_Aim 1_. Give the passage on smugness in politics that begins at the words "If a conservative" and stops after "In fact I do.", swapping "golden year" for "banner year".

Smugness in Politics

Emmitt Rensin writes,

There is a smug style in American liberalism. It has been growing these past decades. It is a way of conducting politics, predicated on the belief that American life is not divided by moral difference or policy divergence — not really —but by the failure of half the country to know what’s good for them.

If a conservative writer had said this, it would be dog bites man. Instead, I gather that Rensin himself leans left. Hence I quoted it.

Somehow, although this smugness clearly has spawned widespread resentment, 2016 looks as though it will be a golden year for the political left, and a dismal year for conservatives and libertarians. So there is no reason for anyone to feel smug.

17 thoughts on “Smugness in Politics

  1. “That’s why they’re voting against their own self-interest.” Can anyone tell me what this means? Does it mean the purpose of politics is to vote yourself benefits?

    • Did you think it meant anything else?

      Why would I bother voting to have the government penalize myself at the expense of others? If I am concerned about the well being of others I’ll just willingly give them money, or whatever it is that they need. In fact I do.

      While caring about the interests of others is a good and moral thing to do, it does not erase the fact that we have our own interests, that we cannot expect others to bear all of our burdens, and that consequently we have a responsibility to pursue our own interests (so as not to be a burden on others) within the bounds of law, civility, and some reasonably universal code of ethics.

      But, of course, if you’re just selflessly pursing the good of others, and they’re just too stupid to know what’s good for them, there is no need to be constrained by law, civility, or ethics; is there?

  2. Why shouldn’t the progressives be smug? They’ve been winning on average and time is on their side.

[Dataset rows showing where objects appear]

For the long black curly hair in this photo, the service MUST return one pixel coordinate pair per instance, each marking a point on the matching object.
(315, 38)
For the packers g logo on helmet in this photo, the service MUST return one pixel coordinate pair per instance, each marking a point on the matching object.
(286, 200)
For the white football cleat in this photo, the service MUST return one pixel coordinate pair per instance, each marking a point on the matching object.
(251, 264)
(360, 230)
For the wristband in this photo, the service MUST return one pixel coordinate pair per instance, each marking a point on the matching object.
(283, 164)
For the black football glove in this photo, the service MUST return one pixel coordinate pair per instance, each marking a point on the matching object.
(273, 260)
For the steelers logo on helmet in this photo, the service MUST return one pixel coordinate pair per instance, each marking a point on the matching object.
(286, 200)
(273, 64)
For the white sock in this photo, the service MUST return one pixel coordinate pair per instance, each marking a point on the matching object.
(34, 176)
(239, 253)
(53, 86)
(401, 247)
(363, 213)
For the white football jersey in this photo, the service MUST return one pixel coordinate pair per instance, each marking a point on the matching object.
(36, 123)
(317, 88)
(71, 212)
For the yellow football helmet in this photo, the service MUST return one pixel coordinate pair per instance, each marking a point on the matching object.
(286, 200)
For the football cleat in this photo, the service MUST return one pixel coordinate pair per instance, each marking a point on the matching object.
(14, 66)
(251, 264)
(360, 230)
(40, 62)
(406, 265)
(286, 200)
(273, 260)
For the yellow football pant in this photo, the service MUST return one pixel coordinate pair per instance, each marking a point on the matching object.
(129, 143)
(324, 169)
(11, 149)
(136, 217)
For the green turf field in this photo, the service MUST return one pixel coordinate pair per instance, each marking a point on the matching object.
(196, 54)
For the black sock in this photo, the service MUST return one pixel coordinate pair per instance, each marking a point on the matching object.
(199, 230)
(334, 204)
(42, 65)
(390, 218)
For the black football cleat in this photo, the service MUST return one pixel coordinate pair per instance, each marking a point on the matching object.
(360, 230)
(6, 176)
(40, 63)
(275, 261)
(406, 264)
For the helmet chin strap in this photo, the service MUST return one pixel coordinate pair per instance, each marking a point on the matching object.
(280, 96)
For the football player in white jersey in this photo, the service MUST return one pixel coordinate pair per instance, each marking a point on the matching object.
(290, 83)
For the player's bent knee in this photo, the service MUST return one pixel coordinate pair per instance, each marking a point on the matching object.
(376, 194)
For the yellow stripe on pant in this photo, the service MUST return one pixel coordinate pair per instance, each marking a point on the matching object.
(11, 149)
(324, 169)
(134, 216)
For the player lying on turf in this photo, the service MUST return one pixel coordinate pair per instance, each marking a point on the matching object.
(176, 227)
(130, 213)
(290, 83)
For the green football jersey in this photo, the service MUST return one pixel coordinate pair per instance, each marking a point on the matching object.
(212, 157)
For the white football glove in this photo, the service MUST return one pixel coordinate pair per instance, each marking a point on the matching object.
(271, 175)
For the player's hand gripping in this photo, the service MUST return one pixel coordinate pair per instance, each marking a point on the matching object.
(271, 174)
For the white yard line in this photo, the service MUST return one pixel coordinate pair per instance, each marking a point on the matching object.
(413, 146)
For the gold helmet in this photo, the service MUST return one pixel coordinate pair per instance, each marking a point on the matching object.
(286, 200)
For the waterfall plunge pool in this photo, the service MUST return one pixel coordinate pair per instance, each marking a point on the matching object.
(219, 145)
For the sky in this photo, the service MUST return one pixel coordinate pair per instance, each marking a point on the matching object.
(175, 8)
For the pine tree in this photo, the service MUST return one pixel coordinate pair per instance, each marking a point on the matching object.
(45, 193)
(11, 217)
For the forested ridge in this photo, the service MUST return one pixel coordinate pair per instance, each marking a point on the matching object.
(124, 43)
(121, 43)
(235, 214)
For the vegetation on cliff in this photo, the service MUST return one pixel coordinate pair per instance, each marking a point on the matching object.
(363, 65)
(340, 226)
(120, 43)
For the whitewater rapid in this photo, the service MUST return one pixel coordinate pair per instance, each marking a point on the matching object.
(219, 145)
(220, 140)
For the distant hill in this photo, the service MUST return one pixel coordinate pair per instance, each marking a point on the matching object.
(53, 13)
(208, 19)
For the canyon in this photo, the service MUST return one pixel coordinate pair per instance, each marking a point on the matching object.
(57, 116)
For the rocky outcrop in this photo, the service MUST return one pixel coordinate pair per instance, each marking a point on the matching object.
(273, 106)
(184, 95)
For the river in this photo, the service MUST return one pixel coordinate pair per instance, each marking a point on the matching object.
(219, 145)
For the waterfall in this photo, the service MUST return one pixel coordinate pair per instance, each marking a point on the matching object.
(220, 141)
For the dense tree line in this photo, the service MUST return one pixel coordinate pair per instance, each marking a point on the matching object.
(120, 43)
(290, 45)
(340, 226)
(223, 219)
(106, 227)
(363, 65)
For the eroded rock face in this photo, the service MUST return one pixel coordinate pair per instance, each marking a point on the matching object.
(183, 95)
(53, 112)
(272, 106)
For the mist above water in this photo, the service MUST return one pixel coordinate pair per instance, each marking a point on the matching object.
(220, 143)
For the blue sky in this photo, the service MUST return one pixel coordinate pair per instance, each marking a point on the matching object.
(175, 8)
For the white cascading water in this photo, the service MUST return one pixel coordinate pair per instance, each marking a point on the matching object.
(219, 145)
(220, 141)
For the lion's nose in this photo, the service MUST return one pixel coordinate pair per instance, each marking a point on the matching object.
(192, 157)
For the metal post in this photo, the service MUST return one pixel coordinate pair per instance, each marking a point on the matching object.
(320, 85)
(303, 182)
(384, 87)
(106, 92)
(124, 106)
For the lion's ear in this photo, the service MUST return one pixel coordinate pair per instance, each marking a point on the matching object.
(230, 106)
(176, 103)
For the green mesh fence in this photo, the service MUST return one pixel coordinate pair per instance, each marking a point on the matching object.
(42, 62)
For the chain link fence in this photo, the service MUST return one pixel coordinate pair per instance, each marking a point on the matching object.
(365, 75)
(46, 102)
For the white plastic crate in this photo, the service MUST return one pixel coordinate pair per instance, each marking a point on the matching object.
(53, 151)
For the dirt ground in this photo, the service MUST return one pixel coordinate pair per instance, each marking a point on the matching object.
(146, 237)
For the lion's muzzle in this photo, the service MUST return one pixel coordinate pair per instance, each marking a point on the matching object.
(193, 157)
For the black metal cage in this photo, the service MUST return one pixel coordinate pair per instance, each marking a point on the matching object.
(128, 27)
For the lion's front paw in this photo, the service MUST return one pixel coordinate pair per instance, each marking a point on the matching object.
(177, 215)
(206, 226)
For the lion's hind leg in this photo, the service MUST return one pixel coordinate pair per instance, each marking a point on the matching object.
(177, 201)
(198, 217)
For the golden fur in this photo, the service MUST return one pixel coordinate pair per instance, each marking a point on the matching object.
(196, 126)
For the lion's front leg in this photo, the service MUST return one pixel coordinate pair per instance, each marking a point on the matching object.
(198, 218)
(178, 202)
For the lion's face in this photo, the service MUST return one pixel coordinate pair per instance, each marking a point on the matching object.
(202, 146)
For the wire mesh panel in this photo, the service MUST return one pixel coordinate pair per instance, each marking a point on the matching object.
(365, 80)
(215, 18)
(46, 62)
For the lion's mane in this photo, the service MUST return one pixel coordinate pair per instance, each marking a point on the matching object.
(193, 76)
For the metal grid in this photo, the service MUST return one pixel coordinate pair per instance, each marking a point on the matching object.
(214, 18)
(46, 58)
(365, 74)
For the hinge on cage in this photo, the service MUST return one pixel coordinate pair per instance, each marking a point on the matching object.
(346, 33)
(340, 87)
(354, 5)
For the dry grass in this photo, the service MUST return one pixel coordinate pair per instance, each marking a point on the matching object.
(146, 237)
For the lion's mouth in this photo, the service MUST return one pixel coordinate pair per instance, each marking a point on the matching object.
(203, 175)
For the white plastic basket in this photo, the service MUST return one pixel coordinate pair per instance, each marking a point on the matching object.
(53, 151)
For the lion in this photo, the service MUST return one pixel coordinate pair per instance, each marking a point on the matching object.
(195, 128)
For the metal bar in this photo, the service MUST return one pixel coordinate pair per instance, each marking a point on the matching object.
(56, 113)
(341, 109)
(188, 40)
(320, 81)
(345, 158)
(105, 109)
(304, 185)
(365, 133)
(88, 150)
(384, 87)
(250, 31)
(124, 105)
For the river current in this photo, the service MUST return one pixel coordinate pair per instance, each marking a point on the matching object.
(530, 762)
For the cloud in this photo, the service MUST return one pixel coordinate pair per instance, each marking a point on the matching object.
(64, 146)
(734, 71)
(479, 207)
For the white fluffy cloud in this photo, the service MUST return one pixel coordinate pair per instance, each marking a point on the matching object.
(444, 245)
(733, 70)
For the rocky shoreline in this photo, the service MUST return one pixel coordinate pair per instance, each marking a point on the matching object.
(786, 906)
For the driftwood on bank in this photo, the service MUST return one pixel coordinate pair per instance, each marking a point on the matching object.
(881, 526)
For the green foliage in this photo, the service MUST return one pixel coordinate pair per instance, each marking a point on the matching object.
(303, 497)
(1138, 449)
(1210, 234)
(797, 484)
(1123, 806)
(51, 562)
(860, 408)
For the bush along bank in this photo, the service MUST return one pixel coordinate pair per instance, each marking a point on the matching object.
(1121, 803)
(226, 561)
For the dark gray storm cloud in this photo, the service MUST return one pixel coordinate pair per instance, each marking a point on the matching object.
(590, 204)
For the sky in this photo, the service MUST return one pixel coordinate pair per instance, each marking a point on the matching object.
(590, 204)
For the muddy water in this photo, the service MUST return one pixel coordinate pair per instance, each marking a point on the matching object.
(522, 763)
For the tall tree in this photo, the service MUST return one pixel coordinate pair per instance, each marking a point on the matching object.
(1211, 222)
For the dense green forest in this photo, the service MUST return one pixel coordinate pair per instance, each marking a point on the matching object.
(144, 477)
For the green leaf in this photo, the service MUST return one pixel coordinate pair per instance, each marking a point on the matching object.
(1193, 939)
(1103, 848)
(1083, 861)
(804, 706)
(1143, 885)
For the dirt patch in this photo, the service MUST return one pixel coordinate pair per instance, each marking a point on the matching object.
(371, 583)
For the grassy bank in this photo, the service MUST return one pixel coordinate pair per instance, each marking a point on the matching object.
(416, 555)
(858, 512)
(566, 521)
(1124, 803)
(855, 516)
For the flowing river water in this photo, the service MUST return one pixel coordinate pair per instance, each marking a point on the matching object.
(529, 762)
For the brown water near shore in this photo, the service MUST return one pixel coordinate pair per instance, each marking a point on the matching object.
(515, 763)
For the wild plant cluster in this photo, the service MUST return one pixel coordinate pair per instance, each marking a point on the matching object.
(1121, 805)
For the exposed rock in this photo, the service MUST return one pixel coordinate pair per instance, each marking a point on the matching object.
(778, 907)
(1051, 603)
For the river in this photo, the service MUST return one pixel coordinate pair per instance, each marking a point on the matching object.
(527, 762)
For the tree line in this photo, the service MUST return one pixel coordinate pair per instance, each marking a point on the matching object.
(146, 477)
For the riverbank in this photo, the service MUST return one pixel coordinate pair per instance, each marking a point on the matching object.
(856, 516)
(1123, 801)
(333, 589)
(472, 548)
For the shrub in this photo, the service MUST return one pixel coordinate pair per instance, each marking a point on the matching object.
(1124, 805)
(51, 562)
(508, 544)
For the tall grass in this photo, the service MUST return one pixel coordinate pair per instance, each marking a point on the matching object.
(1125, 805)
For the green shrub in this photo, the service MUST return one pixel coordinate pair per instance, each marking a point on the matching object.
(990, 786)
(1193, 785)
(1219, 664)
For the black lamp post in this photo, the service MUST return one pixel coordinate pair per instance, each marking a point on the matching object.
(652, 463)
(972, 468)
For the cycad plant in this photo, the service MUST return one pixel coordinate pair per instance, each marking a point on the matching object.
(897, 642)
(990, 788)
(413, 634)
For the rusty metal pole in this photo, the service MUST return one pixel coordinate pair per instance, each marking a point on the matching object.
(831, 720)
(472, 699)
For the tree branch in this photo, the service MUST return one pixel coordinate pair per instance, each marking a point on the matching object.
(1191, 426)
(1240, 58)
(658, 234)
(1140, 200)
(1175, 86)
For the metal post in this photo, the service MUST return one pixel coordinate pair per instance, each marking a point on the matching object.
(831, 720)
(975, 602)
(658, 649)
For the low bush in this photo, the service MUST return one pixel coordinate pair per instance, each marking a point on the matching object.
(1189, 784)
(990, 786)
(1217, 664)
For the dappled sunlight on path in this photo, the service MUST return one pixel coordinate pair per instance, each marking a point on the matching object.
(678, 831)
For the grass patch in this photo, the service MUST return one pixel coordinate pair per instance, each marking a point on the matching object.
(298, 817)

_Aim 2_. Restate word for word the lines of the listing beginning at the line that has "For the dark" and stopping after the line that has "(1211, 222)".

_Worked solution 1_.
If a conservative writer had said this, it would be dog bites man. Instead, I gather that Rensin himself leans left. Hence I quoted it.

Somehow, although this smugness clearly has spawned widespread resentment, 2016 looks as though it will be a banner year for the political left, and a dismal year for conservatives and libertarians. So there is no reason for anyone to feel smug.

17 thoughts on “Smugness in Politics

  1. “That’s why they’re voting against their own self-interest.” Can anyone tell me what this means? Does it mean the purpose of politics is to vote yourself benefits?

    • Did you think it meant anything else?

      Why would I bother voting to have the government penalize myself at the expense of others? If I am concerned about the well being of others I’ll just willingly give them money, or whatever it is that they need. In fact I do.

_Worked solution 2_.
For the dark gray storm cloud in this photo, the service MUST return one pixel coordinate pair per instance, each marking a point on the matching object.
(590, 204)
For the sky in this photo, the service MUST return one pixel coordinate pair per instance, each marking a point on the matching object.
(590, 204)
For the muddy water in this photo, the service MUST return one pixel coordinate pair per instance, each marking a point on the matching object.
(522, 763)
For the tall tree in this photo, the service MUST return one pixel coordinate pair per instance, each marking a point on the matching object.
(1211, 222)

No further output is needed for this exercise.